What to do: Return each line of the entries that contains the string "positive". Matches must have the same uppercase and lowercase letters.

Supplied material:
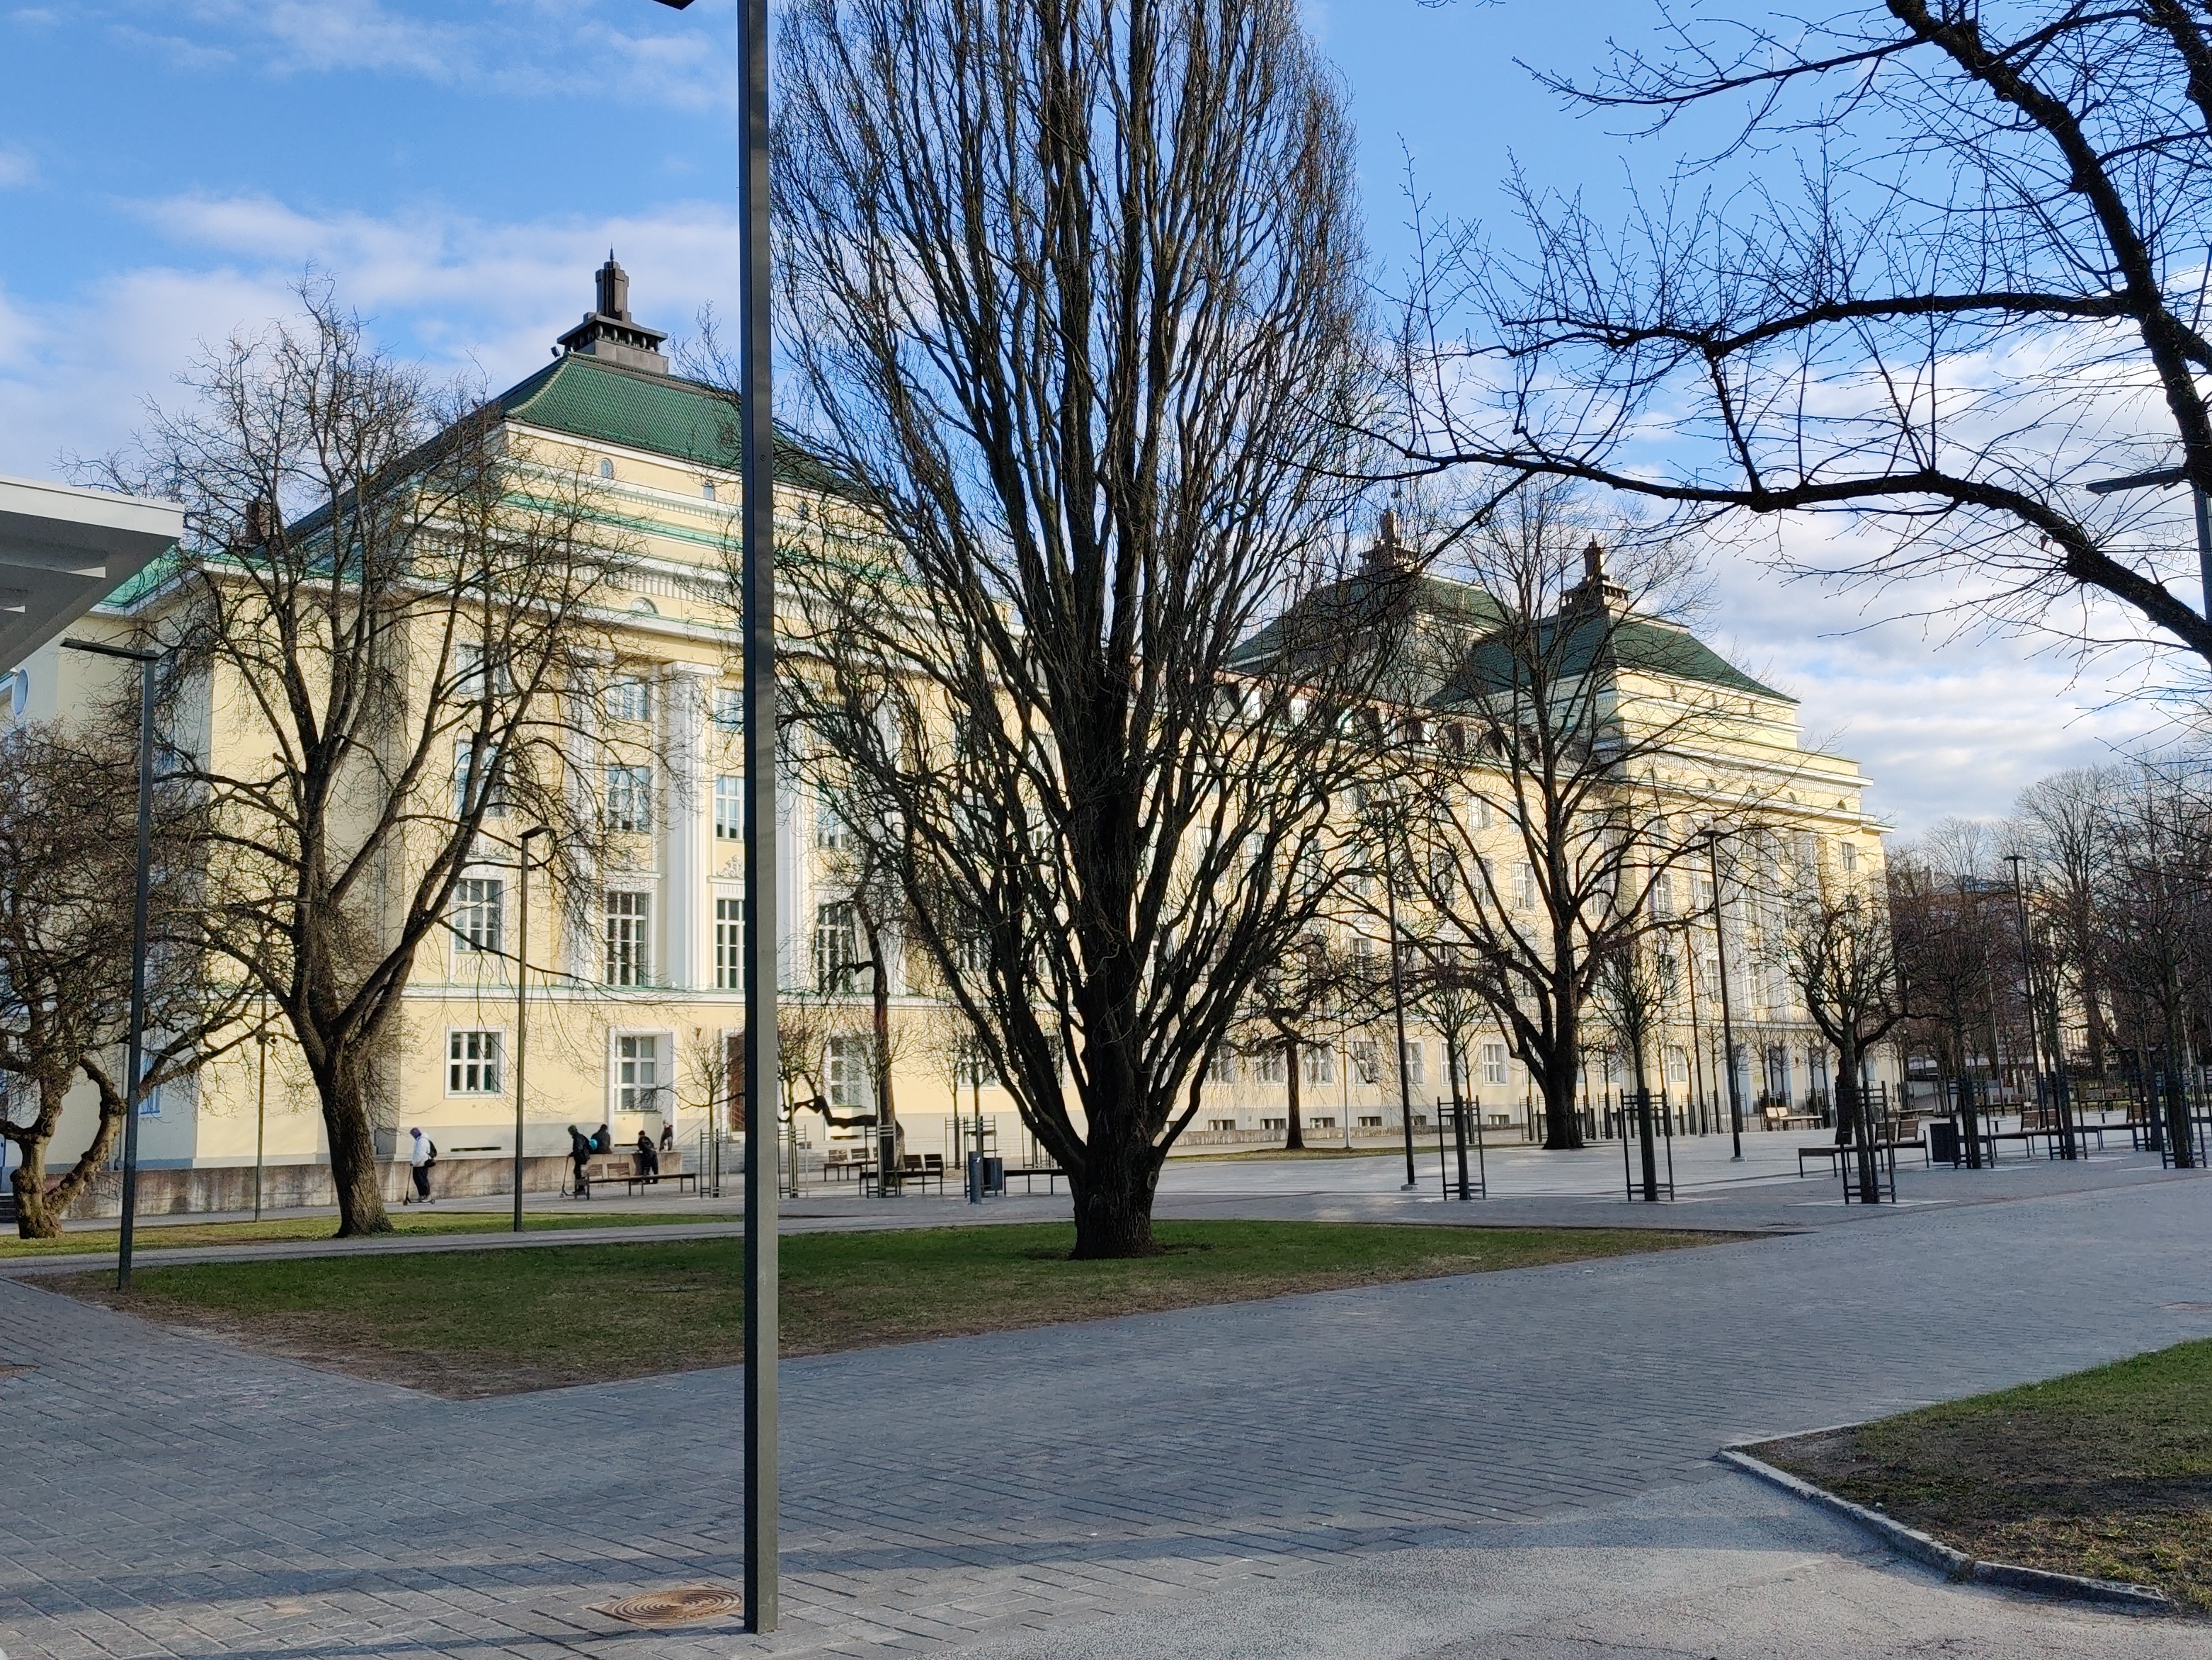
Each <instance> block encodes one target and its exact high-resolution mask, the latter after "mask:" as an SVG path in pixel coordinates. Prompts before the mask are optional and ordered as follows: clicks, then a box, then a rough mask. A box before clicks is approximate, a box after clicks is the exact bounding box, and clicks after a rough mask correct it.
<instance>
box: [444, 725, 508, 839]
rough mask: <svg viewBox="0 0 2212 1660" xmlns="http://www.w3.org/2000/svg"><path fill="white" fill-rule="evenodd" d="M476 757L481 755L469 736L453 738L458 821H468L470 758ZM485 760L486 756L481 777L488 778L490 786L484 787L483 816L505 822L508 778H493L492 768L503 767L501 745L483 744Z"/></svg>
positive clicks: (492, 744)
mask: <svg viewBox="0 0 2212 1660" xmlns="http://www.w3.org/2000/svg"><path fill="white" fill-rule="evenodd" d="M473 755H478V748H476V739H469V737H456V739H453V817H456V819H467V817H469V759H471V757H473ZM482 757H484V772H482V775H484V779H489V784H487V788H484V817H487V819H504V817H507V779H504V777H498V779H493V777H491V772H493V768H498V764H500V746H498V744H484V748H482Z"/></svg>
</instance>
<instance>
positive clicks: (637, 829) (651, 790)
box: [606, 761, 653, 837]
mask: <svg viewBox="0 0 2212 1660" xmlns="http://www.w3.org/2000/svg"><path fill="white" fill-rule="evenodd" d="M606 828H608V830H613V832H615V834H630V837H648V834H653V768H650V766H644V764H633V761H611V764H608V768H606Z"/></svg>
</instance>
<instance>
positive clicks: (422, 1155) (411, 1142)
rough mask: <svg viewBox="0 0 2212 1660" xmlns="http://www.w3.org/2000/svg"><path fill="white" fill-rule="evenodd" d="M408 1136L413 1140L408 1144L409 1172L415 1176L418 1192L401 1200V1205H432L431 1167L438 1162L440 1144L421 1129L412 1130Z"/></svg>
mask: <svg viewBox="0 0 2212 1660" xmlns="http://www.w3.org/2000/svg"><path fill="white" fill-rule="evenodd" d="M407 1135H409V1138H411V1140H409V1142H407V1171H409V1173H411V1175H414V1182H416V1191H414V1193H409V1195H407V1197H405V1200H400V1204H431V1197H429V1166H431V1164H436V1162H438V1142H434V1140H431V1138H429V1135H425V1133H422V1131H420V1129H411V1131H407Z"/></svg>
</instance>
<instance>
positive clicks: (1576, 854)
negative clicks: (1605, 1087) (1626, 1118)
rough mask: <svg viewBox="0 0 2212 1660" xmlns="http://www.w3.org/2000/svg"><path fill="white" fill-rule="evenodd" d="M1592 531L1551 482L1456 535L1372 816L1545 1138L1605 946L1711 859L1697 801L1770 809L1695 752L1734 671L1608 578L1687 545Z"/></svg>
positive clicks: (1565, 1072) (1576, 1037)
mask: <svg viewBox="0 0 2212 1660" xmlns="http://www.w3.org/2000/svg"><path fill="white" fill-rule="evenodd" d="M1588 536H1590V531H1588V520H1586V516H1584V513H1579V511H1577V505H1575V502H1573V498H1568V496H1564V494H1562V491H1555V489H1553V491H1520V494H1515V496H1511V498H1509V500H1506V502H1504V505H1502V507H1500V509H1498V511H1495V513H1493V516H1491V518H1489V520H1486V522H1484V525H1482V527H1480V529H1475V531H1473V533H1471V536H1469V538H1467V540H1464V549H1467V551H1464V560H1467V567H1464V582H1462V593H1464V595H1467V602H1464V604H1462V611H1464V622H1462V626H1460V629H1453V631H1447V629H1436V631H1433V633H1431V640H1433V642H1436V644H1433V649H1436V651H1438V653H1442V655H1440V662H1433V664H1431V666H1429V671H1427V675H1425V677H1427V679H1429V682H1431V684H1433V686H1436V691H1433V693H1431V695H1429V697H1427V699H1425V704H1427V708H1425V713H1422V717H1420V719H1422V722H1425V728H1422V733H1420V741H1418V744H1411V746H1409V748H1407V750H1405V759H1402V768H1405V786H1402V790H1400V792H1398V795H1394V797H1387V799H1383V803H1380V812H1378V821H1376V823H1378V830H1380V834H1383V837H1385V839H1387V841H1394V843H1396V845H1398V848H1400V852H1396V868H1398V872H1400V876H1398V879H1400V881H1405V883H1409V885H1411V888H1413V890H1416V892H1420V896H1422V901H1425V905H1427V907H1429V910H1431V912H1433V914H1438V916H1440V919H1444V921H1447V923H1449V925H1451V930H1453V936H1455V938H1458V941H1464V950H1467V952H1469V954H1471V956H1473V958H1475V961H1478V963H1480V974H1478V978H1475V983H1478V985H1480V987H1482V989H1484V994H1486V996H1489V998H1491V1009H1493V1014H1495V1018H1498V1023H1500V1025H1502V1027H1504V1029H1506V1031H1509V1034H1511V1038H1513V1047H1515V1051H1517V1054H1520V1056H1522V1060H1524V1062H1526V1067H1528V1071H1531V1076H1533V1080H1535V1087H1537V1089H1540V1091H1542V1096H1544V1144H1546V1147H1548V1149H1571V1147H1582V1124H1579V1120H1577V1113H1575V1089H1577V1078H1579V1071H1582V1049H1584V1040H1582V1014H1584V1007H1586V1005H1588V1000H1590V994H1593V989H1595V985H1597V976H1599V972H1601V967H1604V963H1606V961H1608V958H1610V956H1615V954H1617V952H1619V950H1624V947H1626V945H1628V943H1630V941H1635V938H1639V936H1641V934H1646V932H1650V930H1655V927H1663V925H1670V923H1672V914H1670V912H1672V907H1670V905H1666V903H1661V896H1663V894H1670V892H1672V885H1674V872H1677V870H1681V868H1690V865H1694V861H1699V859H1701V857H1703V848H1705V843H1703V823H1705V821H1708V819H1712V817H1725V821H1728V823H1730V828H1732V830H1734V828H1741V826H1750V823H1756V821H1759V817H1761V812H1763V808H1765V786H1754V790H1752V792H1747V795H1741V797H1736V799H1719V797H1714V795H1712V790H1710V788H1708V768H1705V761H1703V753H1705V748H1708V746H1710V744H1712V741H1717V739H1719V737H1721V735H1723V730H1725V724H1728V719H1730V715H1728V713H1723V704H1721V697H1719V688H1717V686H1714V684H1710V682H1712V677H1717V675H1719V677H1728V679H1732V682H1741V677H1739V675H1734V671H1730V668H1728V664H1723V662H1719V660H1717V657H1712V655H1710V653H1708V651H1705V649H1703V646H1701V644H1699V642H1697V640H1694V637H1692V635H1690V633H1688V631H1683V629H1681V626H1677V624H1672V622H1670V620H1666V618H1663V615H1655V613H1652V611H1646V609H1639V604H1637V595H1635V593H1632V591H1630V589H1628V587H1624V582H1621V578H1628V580H1635V582H1637V587H1639V589H1641V593H1644V595H1652V593H1659V591H1663V589H1666V587H1670V584H1672V582H1679V580H1681V553H1679V549H1670V547H1663V544H1661V547H1657V549H1630V551H1628V553H1621V551H1617V553H1615V560H1613V567H1610V569H1608V567H1606V562H1604V553H1601V549H1599V544H1597V542H1595V540H1588ZM1639 578H1641V580H1639ZM1646 602H1650V600H1646ZM1741 684H1743V686H1756V684H1754V682H1741ZM1756 691H1761V693H1763V691H1765V688H1756ZM1765 695H1767V697H1778V693H1765ZM1741 702H1743V699H1741V695H1736V697H1734V699H1732V704H1734V706H1741Z"/></svg>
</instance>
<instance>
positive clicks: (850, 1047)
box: [823, 1031, 876, 1113]
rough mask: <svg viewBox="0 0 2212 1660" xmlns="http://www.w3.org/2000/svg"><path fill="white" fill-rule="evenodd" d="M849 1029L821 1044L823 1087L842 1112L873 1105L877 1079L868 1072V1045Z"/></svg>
mask: <svg viewBox="0 0 2212 1660" xmlns="http://www.w3.org/2000/svg"><path fill="white" fill-rule="evenodd" d="M872 1042H874V1038H865V1036H858V1034H852V1031H841V1034H836V1036H834V1038H830V1040H827V1042H825V1045H823V1089H825V1091H827V1096H830V1104H832V1107H836V1109H838V1111H841V1113H867V1111H874V1109H876V1080H874V1078H872V1076H869V1071H872V1065H869V1054H867V1051H869V1045H872Z"/></svg>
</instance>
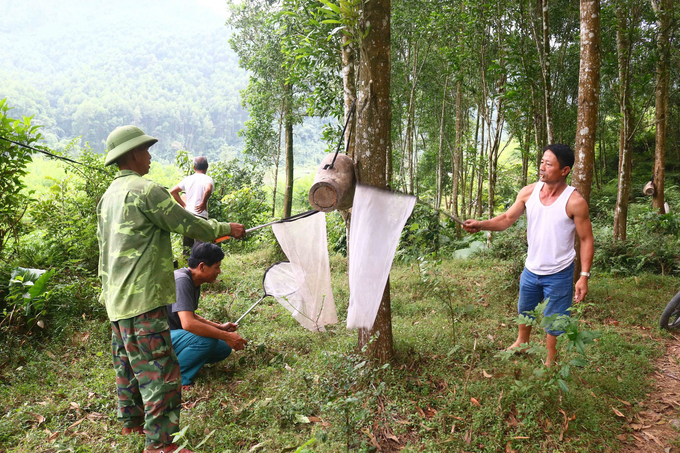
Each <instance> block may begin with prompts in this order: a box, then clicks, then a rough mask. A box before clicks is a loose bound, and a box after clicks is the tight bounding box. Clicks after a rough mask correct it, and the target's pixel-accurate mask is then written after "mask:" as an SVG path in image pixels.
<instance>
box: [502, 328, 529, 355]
mask: <svg viewBox="0 0 680 453" xmlns="http://www.w3.org/2000/svg"><path fill="white" fill-rule="evenodd" d="M530 336H531V326H527V325H526V324H520V325H519V334H518V335H517V340H515V342H514V343H513V344H511V345H510V346H509V347H508V349H506V351H512V350H513V349H516V348H519V346H520V345H521V344H522V343H529V337H530ZM521 352H524V351H521Z"/></svg>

Output for this task:
positive clicks: (492, 744)
positive clicks: (637, 829) (651, 790)
positive clicks: (422, 1155) (411, 1142)
positive clicks: (1576, 854)
positive clicks: (1565, 1072) (1576, 1037)
positive clicks: (850, 1047)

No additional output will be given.